_Supplied text_:
########################################

The pictures of Sarah Snook. Image: Marc Brenner

Why theatre is falling for the solo show

The economic realities of the post-pandemic years have made these star-powered, cost-effective productions even more attractive
March 27, 2024

If you’re in New York City this spring, you can catch Eddie Izzard playing all 25 characters in Hamlet. Lest anyone mistake this for another of the entertainer’s comedy performances, the New York Times assures us that “this frenetic staging is earnest, surprisingly traditional and deadly serious.” It is also a flop. The direction is reported by the NYT to disappoint. “Imagine sock puppets without the socks and you get an idea of her Rosencrantz and Guildenstern.”

If you’re in London, the solo-performer options are better. British audiences currently have a choice between Sarah Snook’s high-tech performance in The Picture of Dorian Gray and Billy Crudup’s more pared-down monologue, Harry Clarke. Both are chasing last year’s success of Andrew Scott’s Vanya, in which the Fleabag actor played eight different characters, frequently in dialogue with each other.

The driving force behind this trend for solo shows is economic: in a theatre landscape devastated by Covid—where most venues are still paying back pandemic-era loans—there’s an even greater emphasis on hits and cashflow. 

A single performer is cheaper than an ensemble, even if the screen stars in these spectacles are not thought to be coming cheap. They are also more portable—or at least the show itself is, with its low-cost base and easy replicability, so that it can be transferred to any city where affluent theatregoers are happy to pay top-dollar. The economics of the model have more in common with Taylor Swift’s Eras concerts than with a traditional RSC tour.

Crudup’s show arrives in London via New York and Berkeley. Dorian Gray originated in Sydney during the pandemic—when social distancing also played a major role in the rise of the one-person show—with Eryn Jean Norvill leading the first runs. Both Crudup and Snook enjoy their recent name recognition not from Hollywood blockbusters, but from supposedly higher-brow TV shows: Snook in Succession, Crudup in The Morning Show. Both shows had audiences that overlap neatly with theatre ticket-buyers.

The model has more in common with Taylor Swift’s Eras concerts than a traditional theatrical tour

Yet, unlike Vanya, which banked on Scott’s unique versatility as a performer, Dorian Gray is not dependent on a particular actor. For all Snook’s talent and intelligence, her performance is buried under wigs and silken costumes, bogged down with disguises.

Yes, she plays 26 roles, as advertised, but half of these are projected onto film screens—with which the live actor, in her central role as Oscar Wilde’s eponymous antihero, engages in knowing banter. The skill most demonstrated here is not the actor’s craft, but mastery of video editing. Snook’s image is manipulated endlessly on screen, including in one extended and all-too-obvious commentary on contemporary vanities, Instagram filters.

########################################

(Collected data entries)
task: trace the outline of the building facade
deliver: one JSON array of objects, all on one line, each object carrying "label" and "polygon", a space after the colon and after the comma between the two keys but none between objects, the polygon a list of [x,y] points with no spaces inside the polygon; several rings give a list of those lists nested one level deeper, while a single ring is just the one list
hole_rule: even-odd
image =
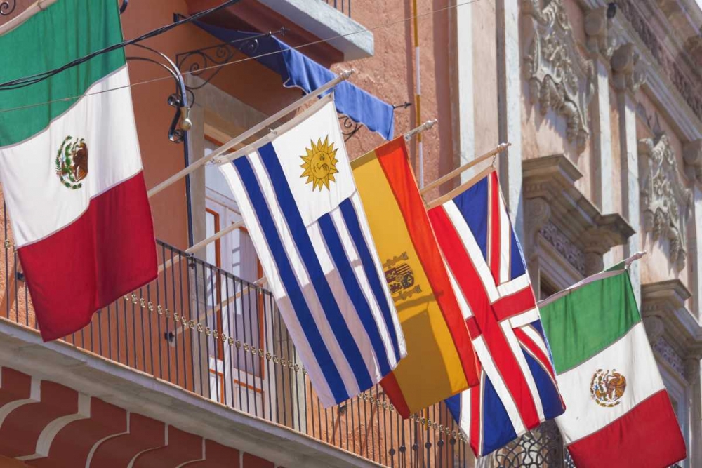
[{"label": "building facade", "polygon": [[[124,37],[223,2],[121,0]],[[32,3],[0,2],[0,24]],[[356,69],[350,82],[392,107],[395,135],[437,119],[409,143],[425,183],[510,142],[427,200],[495,164],[542,299],[646,250],[635,293],[687,443],[680,466],[702,466],[695,0],[241,0],[201,21],[126,48],[148,187],[300,97],[255,59],[270,35],[315,66]],[[242,32],[258,34],[223,39]],[[339,119],[352,158],[384,141]],[[322,408],[245,227],[191,248],[241,220],[218,170],[150,202],[159,279],[48,344],[4,216],[0,467],[571,464],[553,424],[476,462],[442,405],[402,421],[378,387]]]}]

########################################

_Brief_: Write out the passage of the solo-show article word for word, everything from "Yet, unlike Vanya, which" down to "down with disguises.". The listing isn't needed and can be set aside.

_Task result_:
Yet, unlike Vanya, which banked on Scott’s unique versatility as a performer, Dorian Gray is not dependent on a particular actor. For all Snook’s talent and intelligence, her performance is buried under wigs and silken costumes, bogged down with disguises.